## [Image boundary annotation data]

═══

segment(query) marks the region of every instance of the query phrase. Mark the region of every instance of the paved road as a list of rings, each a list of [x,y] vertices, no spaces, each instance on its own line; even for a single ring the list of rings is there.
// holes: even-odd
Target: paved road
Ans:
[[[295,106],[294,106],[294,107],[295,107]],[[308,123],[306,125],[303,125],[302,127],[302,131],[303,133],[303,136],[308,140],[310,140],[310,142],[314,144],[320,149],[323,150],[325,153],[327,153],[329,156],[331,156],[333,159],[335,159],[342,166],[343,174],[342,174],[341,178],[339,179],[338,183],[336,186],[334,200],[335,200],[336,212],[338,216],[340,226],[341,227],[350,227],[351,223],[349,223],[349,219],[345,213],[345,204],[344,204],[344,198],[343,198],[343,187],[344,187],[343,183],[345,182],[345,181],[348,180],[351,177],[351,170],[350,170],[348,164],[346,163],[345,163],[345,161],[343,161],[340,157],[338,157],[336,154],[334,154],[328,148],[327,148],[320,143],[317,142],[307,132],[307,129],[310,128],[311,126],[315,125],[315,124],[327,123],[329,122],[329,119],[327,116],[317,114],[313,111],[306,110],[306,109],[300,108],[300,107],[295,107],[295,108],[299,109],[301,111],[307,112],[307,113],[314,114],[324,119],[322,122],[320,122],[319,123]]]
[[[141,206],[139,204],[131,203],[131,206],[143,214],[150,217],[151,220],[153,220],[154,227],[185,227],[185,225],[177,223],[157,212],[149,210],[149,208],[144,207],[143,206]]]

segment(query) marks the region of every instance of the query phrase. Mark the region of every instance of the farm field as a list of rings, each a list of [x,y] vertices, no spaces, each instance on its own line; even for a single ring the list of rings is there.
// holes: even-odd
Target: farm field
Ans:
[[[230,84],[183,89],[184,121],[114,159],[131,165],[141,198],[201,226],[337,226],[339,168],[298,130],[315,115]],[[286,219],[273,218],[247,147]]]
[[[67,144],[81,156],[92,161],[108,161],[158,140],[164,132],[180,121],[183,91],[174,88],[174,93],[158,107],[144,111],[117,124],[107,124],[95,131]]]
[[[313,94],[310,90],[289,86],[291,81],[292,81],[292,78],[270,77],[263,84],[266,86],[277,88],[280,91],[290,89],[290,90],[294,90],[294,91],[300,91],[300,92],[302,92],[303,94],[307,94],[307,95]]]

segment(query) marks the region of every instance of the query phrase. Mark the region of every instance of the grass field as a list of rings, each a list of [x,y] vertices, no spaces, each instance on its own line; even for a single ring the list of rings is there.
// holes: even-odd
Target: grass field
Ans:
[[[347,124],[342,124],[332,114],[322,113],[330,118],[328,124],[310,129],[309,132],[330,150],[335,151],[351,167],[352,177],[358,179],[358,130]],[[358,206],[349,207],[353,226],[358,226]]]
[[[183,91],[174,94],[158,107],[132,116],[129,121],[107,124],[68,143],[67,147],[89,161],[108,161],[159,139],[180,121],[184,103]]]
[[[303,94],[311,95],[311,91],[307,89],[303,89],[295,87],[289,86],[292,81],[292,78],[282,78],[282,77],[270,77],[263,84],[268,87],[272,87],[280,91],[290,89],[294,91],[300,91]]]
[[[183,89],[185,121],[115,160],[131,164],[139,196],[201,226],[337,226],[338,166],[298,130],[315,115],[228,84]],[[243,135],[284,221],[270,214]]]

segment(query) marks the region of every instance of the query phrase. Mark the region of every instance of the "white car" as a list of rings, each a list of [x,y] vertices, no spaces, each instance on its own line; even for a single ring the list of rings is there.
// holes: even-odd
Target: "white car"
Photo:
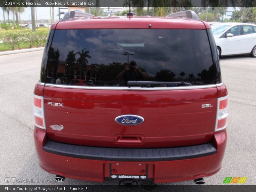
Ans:
[[[256,57],[256,25],[216,23],[212,25],[212,30],[219,56],[248,54]]]

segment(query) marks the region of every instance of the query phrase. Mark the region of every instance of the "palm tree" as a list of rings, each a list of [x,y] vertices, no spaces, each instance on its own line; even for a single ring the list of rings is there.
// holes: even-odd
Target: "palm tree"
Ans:
[[[82,71],[82,67],[84,67],[86,65],[86,63],[88,64],[88,60],[87,58],[92,58],[91,55],[89,54],[89,51],[85,51],[85,49],[82,50],[81,52],[78,52],[76,54],[79,55],[80,57],[78,58],[76,61],[76,63],[79,65],[79,78],[81,78],[81,72]]]
[[[25,11],[25,8],[24,7],[18,7],[18,12],[20,16],[20,27],[21,27],[21,18],[20,17],[20,13]]]
[[[4,13],[4,22],[5,23],[5,12],[6,11],[6,7],[2,7],[3,10],[3,12]]]
[[[181,76],[182,80],[183,80],[183,76],[185,76],[185,72],[184,71],[181,71],[180,73],[180,76]]]
[[[7,16],[8,17],[8,23],[9,23],[10,22],[10,21],[9,18],[9,16],[10,16],[10,11],[11,10],[11,8],[10,7],[5,7],[5,9],[6,12],[7,12]]]
[[[15,26],[15,13],[17,11],[17,7],[12,7],[11,8],[11,10],[12,12],[12,19],[13,20],[13,26]]]
[[[69,65],[69,81],[71,78],[71,65],[74,63],[76,60],[76,53],[74,53],[75,51],[72,50],[68,52],[68,53],[67,56],[66,62]]]

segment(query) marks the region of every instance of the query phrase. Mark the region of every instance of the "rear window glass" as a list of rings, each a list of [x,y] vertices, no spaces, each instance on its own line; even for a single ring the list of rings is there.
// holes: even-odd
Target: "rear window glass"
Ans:
[[[159,87],[214,84],[205,30],[59,30],[45,81],[84,86]]]

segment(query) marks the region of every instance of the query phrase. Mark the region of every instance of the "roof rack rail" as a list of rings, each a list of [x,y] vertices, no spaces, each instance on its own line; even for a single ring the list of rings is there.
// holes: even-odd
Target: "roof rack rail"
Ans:
[[[62,20],[64,21],[70,19],[74,19],[75,17],[88,18],[91,17],[94,17],[94,15],[84,13],[81,11],[71,11],[66,13]]]
[[[167,17],[185,17],[187,19],[191,19],[199,20],[199,18],[193,11],[187,10],[183,11],[180,11],[176,13],[172,13],[167,15]]]

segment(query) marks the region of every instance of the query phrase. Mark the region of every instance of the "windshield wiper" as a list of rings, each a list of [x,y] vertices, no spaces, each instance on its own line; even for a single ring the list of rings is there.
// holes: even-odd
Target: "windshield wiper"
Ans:
[[[148,81],[128,81],[127,82],[128,85],[170,85],[175,84],[178,85],[183,84],[182,82]]]

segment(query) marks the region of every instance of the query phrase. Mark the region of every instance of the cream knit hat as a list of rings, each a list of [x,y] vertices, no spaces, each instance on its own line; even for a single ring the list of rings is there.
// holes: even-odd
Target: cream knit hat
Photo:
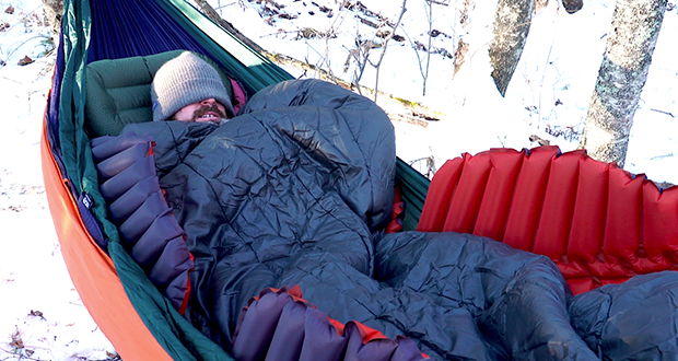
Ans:
[[[217,69],[199,56],[184,51],[165,62],[153,78],[153,121],[166,120],[186,105],[210,97],[224,105],[227,116],[234,116],[231,94]]]

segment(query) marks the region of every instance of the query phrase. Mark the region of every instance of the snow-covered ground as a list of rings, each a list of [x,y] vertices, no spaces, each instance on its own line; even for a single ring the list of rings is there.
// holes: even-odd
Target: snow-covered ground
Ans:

═══

## [WHAT THIS TASK INVOLVES]
Write out again every line above exactly as given; the pictures do not belong in the copy.

## [ANSWER TO THIS PROBLEM]
segment(query) marks the region of every instance of the query phrase. Mark the region of every instance of the paved road as a list of rings, each a list of [x,y] vertices, no spaces, each instance on its own line; even for a single ring the list of rings is there.
// holes: even-odd
Target: paved road
Ans:
[[[295,106],[294,106],[294,107],[295,107]],[[308,123],[306,125],[303,125],[302,127],[302,131],[303,133],[303,136],[308,140],[310,140],[310,142],[314,144],[320,149],[323,150],[325,153],[327,153],[329,156],[331,156],[333,159],[335,159],[342,166],[343,174],[342,174],[341,178],[339,179],[338,183],[336,186],[334,200],[335,200],[336,212],[338,216],[340,226],[341,227],[350,227],[351,223],[349,223],[349,219],[345,213],[345,204],[344,204],[344,198],[343,198],[343,187],[344,187],[343,183],[345,182],[345,181],[348,180],[351,177],[351,170],[350,170],[348,164],[346,163],[345,163],[345,161],[343,161],[340,157],[338,157],[336,154],[334,154],[328,148],[327,148],[320,143],[317,142],[307,132],[307,129],[310,128],[311,126],[315,125],[315,124],[327,123],[329,122],[329,119],[327,116],[317,114],[313,111],[306,110],[306,109],[300,108],[300,107],[295,107],[295,108],[299,109],[301,111],[307,112],[307,113],[314,114],[324,119],[322,122],[320,122],[319,123]]]
[[[141,206],[139,204],[131,203],[131,206],[143,214],[150,217],[151,220],[153,220],[154,227],[185,227],[185,225],[177,223],[157,212],[149,210],[149,208],[144,207],[143,206]]]

segment(query) marks the region of every instance of the query phrase. Mark the region of every instance of the farm field as a list of rings, each a list of [x,y] vertices, no spaces, each instance on its own line; even for a single ring the list of rings is there.
// holes: even-odd
Target: farm field
Ans:
[[[230,84],[183,89],[184,121],[114,159],[131,165],[141,198],[201,226],[337,226],[339,168],[298,130],[315,115]],[[286,219],[273,218],[247,147]]]
[[[67,144],[81,156],[92,161],[108,161],[158,140],[164,132],[180,121],[183,91],[174,88],[174,93],[158,107],[144,111],[117,124],[107,124],[95,131]]]
[[[313,94],[310,90],[289,86],[291,81],[292,81],[292,78],[270,77],[263,84],[266,86],[277,88],[280,91],[290,89],[290,90],[294,90],[294,91],[300,91],[300,92],[302,92],[303,94],[307,94],[307,95]]]

segment(query) marks the region of every instance of the query phrase. Mark the region of every instance of the grass field as a list of rings, each a list of [x,y] vertices, no spaces, each instance on its own line; even for a single ring the list of rings is there.
// holes: even-odd
Target: grass field
Ans:
[[[347,124],[342,124],[332,114],[322,113],[330,118],[328,124],[310,129],[309,132],[330,150],[335,151],[351,167],[352,177],[358,179],[358,130]],[[358,206],[349,207],[353,226],[358,226]]]
[[[183,91],[174,94],[158,107],[132,116],[129,121],[107,124],[68,143],[67,147],[89,161],[108,161],[159,139],[180,121],[184,103]]]
[[[303,94],[311,95],[311,91],[307,89],[303,89],[295,87],[289,86],[292,81],[292,78],[282,78],[282,77],[270,77],[263,84],[268,87],[272,87],[280,91],[290,89],[294,91],[300,91]]]
[[[183,89],[185,121],[115,160],[131,164],[139,196],[201,226],[337,226],[338,166],[298,130],[315,115],[228,84]],[[243,135],[284,221],[270,214]]]

segment(query) marks the region of every instance of the query phrase. Mark the region of every instance of the "white car" as a list of rings, each a list of [x,y] vertices, no spaces, each instance on its own line; even for a single ring the list of rings is there.
// holes: even-odd
Target: "white car"
Photo:
Ans:
[[[256,57],[256,25],[216,23],[212,25],[212,30],[219,56],[248,54]]]

segment(query) marks the region of every instance of the query phrase. Mark the region of every instance of the "palm tree" as a list of rings, each a list of [x,y] vertices, no spaces, each instance on its own line; even for a single ring the list of rings is there.
// holes: even-odd
Target: "palm tree"
Ans:
[[[82,71],[82,67],[84,67],[86,65],[86,63],[88,64],[88,60],[87,58],[92,58],[91,55],[89,54],[89,51],[85,51],[85,49],[82,50],[81,52],[78,52],[76,54],[79,55],[80,57],[78,58],[76,61],[76,63],[79,65],[79,78],[81,78],[81,72]]]
[[[25,11],[25,8],[24,7],[18,7],[18,12],[20,16],[20,27],[21,27],[21,18],[20,17],[20,13]]]
[[[4,13],[4,22],[5,23],[5,12],[6,11],[6,7],[2,7],[3,10],[3,12]]]
[[[181,76],[182,80],[183,80],[183,76],[185,76],[185,72],[184,71],[181,71],[180,73],[180,76]]]
[[[7,16],[8,17],[8,23],[9,23],[10,22],[10,21],[9,18],[9,16],[10,16],[10,11],[11,10],[11,8],[10,7],[5,7],[5,9],[6,12],[7,12]]]
[[[15,26],[15,13],[17,11],[17,7],[12,7],[11,8],[11,10],[12,12],[12,19],[13,20],[13,26]]]
[[[69,65],[69,81],[71,78],[71,65],[74,63],[76,60],[76,53],[74,53],[75,51],[72,50],[68,52],[68,53],[67,56],[66,62]]]

segment(query) marks the region of every instance of the query phrase. Mark the region of every instance of the "rear window glass" as a list of rings, each a list of [x,y] vertices, no spaces, each instance on its own line; even for a single ring the list of rings is there.
// holes: even-odd
Target: "rear window glass"
Ans:
[[[159,87],[214,84],[205,30],[59,30],[45,81],[84,86]]]

segment(query) marks the region of every instance of the query phrase. Mark the region of every instance of the "roof rack rail" as a list of rings, each a list of [x,y] vertices, no spaces, each instance on its own line; even for a single ring the list of rings is there.
// holes: even-odd
Target: "roof rack rail"
Ans:
[[[62,20],[64,21],[70,19],[74,19],[75,17],[88,18],[91,17],[94,17],[94,15],[84,13],[81,11],[71,11],[66,13]]]
[[[167,17],[185,17],[187,19],[191,19],[199,20],[199,18],[193,11],[187,10],[183,11],[180,11],[176,13],[172,13],[167,15]]]

segment(query) marks the region of every instance of the query phrase. Mark the region of every instance of the "windshield wiper" as a list of rings, each a list of [x,y] vertices, no spaces, each instance on its own line; even for a single ring the list of rings is there.
// holes: even-odd
Target: "windshield wiper"
Ans:
[[[148,81],[128,81],[127,82],[128,85],[170,85],[175,84],[178,85],[183,84],[182,82]]]

segment(query) marks the region of every instance of the query phrase. Mark the region of every instance of the cream knit hat as a list of rings, each a list of [x,y] vertices, no spaces, each instance on its own line; even for a single ring the list of rings is there.
// holes: even-odd
Target: cream knit hat
Photo:
Ans:
[[[217,69],[199,56],[184,51],[165,62],[153,78],[153,121],[166,120],[186,105],[210,97],[224,105],[227,116],[234,116],[231,94]]]

segment(query) marks the region of every instance of the query phrase. Mark the region of every instance of the snow-covered ground as a list of rings, each a list of [x,y] vertices, no spaces, each instance on its own line; even for a single ring the list of rings is there.
// holes: even-odd
Target: snow-covered ground
Ans:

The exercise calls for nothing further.